▸ SOURCE MATERIAL:
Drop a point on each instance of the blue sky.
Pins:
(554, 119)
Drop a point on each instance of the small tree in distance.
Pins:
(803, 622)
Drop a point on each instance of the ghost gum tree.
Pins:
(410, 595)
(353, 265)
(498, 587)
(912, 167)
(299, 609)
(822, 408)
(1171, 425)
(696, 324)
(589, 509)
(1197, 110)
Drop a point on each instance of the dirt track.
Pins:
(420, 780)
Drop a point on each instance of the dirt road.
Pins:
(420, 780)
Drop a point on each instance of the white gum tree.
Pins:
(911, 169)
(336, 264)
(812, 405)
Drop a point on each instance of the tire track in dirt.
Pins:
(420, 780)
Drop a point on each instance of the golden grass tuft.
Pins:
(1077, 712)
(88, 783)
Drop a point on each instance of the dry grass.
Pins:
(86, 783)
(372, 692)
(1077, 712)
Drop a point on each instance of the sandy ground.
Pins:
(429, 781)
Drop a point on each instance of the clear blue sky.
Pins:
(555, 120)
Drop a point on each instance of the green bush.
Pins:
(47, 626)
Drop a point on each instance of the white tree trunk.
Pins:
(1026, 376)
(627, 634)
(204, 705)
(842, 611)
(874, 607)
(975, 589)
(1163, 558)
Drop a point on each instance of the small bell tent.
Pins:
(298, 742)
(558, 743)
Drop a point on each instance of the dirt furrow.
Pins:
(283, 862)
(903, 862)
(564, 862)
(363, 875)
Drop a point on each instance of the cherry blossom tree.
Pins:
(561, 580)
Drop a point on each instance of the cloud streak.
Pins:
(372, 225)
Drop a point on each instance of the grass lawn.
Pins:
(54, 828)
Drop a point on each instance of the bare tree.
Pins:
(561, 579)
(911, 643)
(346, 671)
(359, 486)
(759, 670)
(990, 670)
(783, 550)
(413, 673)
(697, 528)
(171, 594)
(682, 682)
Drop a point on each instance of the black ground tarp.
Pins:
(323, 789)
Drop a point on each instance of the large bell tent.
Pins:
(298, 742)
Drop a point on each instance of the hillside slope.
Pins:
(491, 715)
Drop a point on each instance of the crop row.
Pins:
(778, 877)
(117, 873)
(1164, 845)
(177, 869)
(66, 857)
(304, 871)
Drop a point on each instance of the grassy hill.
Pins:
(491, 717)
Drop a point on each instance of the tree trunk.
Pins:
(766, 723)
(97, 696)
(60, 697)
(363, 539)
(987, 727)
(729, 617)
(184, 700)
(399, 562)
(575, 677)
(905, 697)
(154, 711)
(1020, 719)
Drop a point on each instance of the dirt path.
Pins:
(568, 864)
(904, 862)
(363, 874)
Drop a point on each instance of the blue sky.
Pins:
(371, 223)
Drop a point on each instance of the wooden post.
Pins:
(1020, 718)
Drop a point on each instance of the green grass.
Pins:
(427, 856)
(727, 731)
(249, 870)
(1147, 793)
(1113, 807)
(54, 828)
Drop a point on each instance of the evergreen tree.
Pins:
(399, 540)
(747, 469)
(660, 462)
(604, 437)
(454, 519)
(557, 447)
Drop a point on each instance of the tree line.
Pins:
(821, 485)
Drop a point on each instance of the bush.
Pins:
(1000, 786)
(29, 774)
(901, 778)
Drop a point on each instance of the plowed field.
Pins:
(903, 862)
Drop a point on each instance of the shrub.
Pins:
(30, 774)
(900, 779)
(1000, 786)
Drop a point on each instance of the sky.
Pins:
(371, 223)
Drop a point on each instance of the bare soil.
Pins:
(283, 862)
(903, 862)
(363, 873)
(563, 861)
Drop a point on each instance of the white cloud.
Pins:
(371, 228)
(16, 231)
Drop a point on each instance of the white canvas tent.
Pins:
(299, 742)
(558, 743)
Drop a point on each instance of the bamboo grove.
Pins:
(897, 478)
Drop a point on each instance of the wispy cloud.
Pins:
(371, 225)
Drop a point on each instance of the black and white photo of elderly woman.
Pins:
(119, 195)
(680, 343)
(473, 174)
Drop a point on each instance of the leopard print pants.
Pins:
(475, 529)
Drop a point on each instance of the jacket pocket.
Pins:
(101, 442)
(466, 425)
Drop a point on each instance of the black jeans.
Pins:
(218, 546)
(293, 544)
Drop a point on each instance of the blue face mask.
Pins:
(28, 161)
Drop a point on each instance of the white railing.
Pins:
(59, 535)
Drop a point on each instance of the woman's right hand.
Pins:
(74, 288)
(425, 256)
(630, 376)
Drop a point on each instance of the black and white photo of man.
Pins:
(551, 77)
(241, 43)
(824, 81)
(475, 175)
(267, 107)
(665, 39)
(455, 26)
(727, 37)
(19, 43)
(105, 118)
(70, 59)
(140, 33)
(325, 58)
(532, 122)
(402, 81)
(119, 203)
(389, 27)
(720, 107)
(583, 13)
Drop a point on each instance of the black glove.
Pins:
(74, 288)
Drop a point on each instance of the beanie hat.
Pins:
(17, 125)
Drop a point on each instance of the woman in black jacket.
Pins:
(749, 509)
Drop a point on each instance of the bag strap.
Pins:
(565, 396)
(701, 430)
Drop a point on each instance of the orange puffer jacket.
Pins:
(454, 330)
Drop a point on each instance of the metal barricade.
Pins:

▸ WHAT NEEDS TO BE DONE: Quote the data in full, keeping each word unchanged.

▸ FULL OUTPUT:
Drop a point on each instance of the blue sky.
Pins:
(554, 119)
Drop a point on each instance of the small tree in distance.
Pins:
(803, 622)
Drop a point on each instance of the ghost gum tree.
Pins:
(410, 595)
(353, 265)
(498, 587)
(912, 167)
(299, 609)
(822, 408)
(1171, 425)
(696, 324)
(589, 509)
(1197, 110)
Drop a point on each instance of the dirt track.
Pins:
(420, 780)
Drop a point on each instance of the dirt road.
Pins:
(420, 780)
Drop a point on each instance of the white gum tree.
Pins:
(911, 169)
(336, 264)
(812, 405)
Drop a point on each instance of the tire track in dirt.
Pins:
(420, 780)
Drop a point on each instance of the golden grass tuft.
Pins:
(1077, 712)
(88, 783)
Drop a point on each instance of the dry grass.
Pins:
(86, 783)
(372, 692)
(1077, 712)
Drop a point on each instance of the sandy ground.
Pins:
(429, 781)
Drop a point on each instance of the clear blue sky.
Pins:
(555, 120)
Drop a point on each instance of the green bush.
Pins:
(47, 626)
Drop a point on each instance of the white tree trunk.
Pins:
(1026, 376)
(627, 634)
(204, 705)
(842, 611)
(874, 607)
(975, 589)
(1163, 558)
Drop a point on each instance of the small bell tent.
Pins:
(298, 742)
(558, 743)
Drop a point on each instance of the dirt furrow.
Pins:
(283, 862)
(903, 862)
(564, 862)
(363, 875)
Drop a point on each instance of the cherry blossom tree.
Pins:
(561, 580)
Drop a point on each instance of the cloud streak.
Pins:
(372, 225)
Drop a point on each instance of the grass lawn.
Pins:
(54, 828)
Drop a point on each instance of the bare tree.
Pins:
(561, 579)
(911, 643)
(346, 671)
(359, 486)
(759, 670)
(990, 670)
(783, 550)
(413, 673)
(697, 528)
(171, 594)
(682, 682)
Drop a point on each instance of the black ground tarp.
Pins:
(323, 789)
Drop a point on each instance of the large bell tent.
Pins:
(298, 742)
Drop a point on each instance of the hillside slope.
Pins:
(491, 715)
Drop a point on each instance of the crop row.
Pins:
(778, 877)
(117, 873)
(1164, 845)
(177, 869)
(66, 857)
(304, 871)
Drop a point on each instance of the grassy hill.
Pins:
(491, 717)
Drop a point on each instance of the tree trunk.
Pins:
(766, 723)
(97, 696)
(60, 697)
(363, 539)
(987, 727)
(729, 617)
(184, 700)
(399, 562)
(575, 677)
(905, 697)
(154, 711)
(1020, 719)
Drop a point on each instance of the dirt path.
Pins:
(568, 864)
(904, 862)
(363, 874)
Drop a point on each instance of the blue sky.
Pins:
(371, 223)
Drop a point on each instance of the wooden post.
Pins:
(1020, 718)
Drop a point on each instance of the green grass.
Pins:
(427, 856)
(727, 731)
(249, 870)
(1147, 793)
(1113, 807)
(54, 828)
Drop a point on each instance of the evergreen tree.
Pins:
(399, 540)
(747, 469)
(660, 462)
(604, 437)
(454, 519)
(557, 447)
Drop a point on each instance of the tree line.
Pins:
(821, 485)
Drop a point on each instance of the bush.
Pins:
(1000, 786)
(29, 774)
(901, 778)
Drop a point on each instance of the plowed field.
Pins:
(903, 862)
Drop a point on each instance of the shrub.
Pins:
(30, 774)
(900, 779)
(1000, 786)
Drop a point on each instance of the sky.
Pins:
(371, 223)
Drop a point on each instance of the bare soil.
Pins:
(283, 862)
(903, 862)
(363, 873)
(563, 861)
Drop a point on each instance of the white cloud.
Pins:
(371, 228)
(16, 231)
Drop a point on each instance of the white canvas tent.
Pins:
(299, 742)
(558, 743)
Drop a point on each instance of the bamboo grove.
Pins:
(897, 478)
Drop a point on each instance of the wispy cloud.
Pins:
(371, 225)
Drop a point on each instance of the black and white photo of elderly woman.
Pins:
(119, 195)
(680, 343)
(473, 174)
Drop a point on each instance of the leopard print pants.
Pins:
(475, 529)
Drop a point on each instance of the jacket pocket.
Pins:
(101, 442)
(466, 425)
Drop a point on each instance of the black jeans.
Pins:
(218, 546)
(293, 544)
Drop a point on each instance of the blue face mask.
Pins:
(28, 161)
Drop a point on each instance of the white railing.
Pins:
(59, 535)
Drop a point on each instance of the woman's right hand.
Pins:
(74, 288)
(425, 256)
(630, 376)
Drop a point on each instance of the black and white photo of man.
Pins:
(551, 77)
(241, 43)
(824, 81)
(475, 175)
(267, 107)
(665, 39)
(455, 26)
(727, 37)
(19, 43)
(105, 118)
(70, 59)
(140, 33)
(325, 58)
(532, 122)
(402, 81)
(119, 203)
(389, 27)
(720, 107)
(583, 13)
Drop a point on each instance of the black glove.
Pins:
(74, 288)
Drop a point on each instance of the beanie hat.
Pins:
(17, 125)
Drop a point on each instance of the woman in black jacket.
Pins:
(749, 509)
Drop a point on each instance of the bag strap.
Pins:
(565, 396)
(701, 430)
Drop a point on each instance of the orange puffer jacket.
Pins:
(454, 330)
Drop a point on each instance of the metal barricade.
Pins:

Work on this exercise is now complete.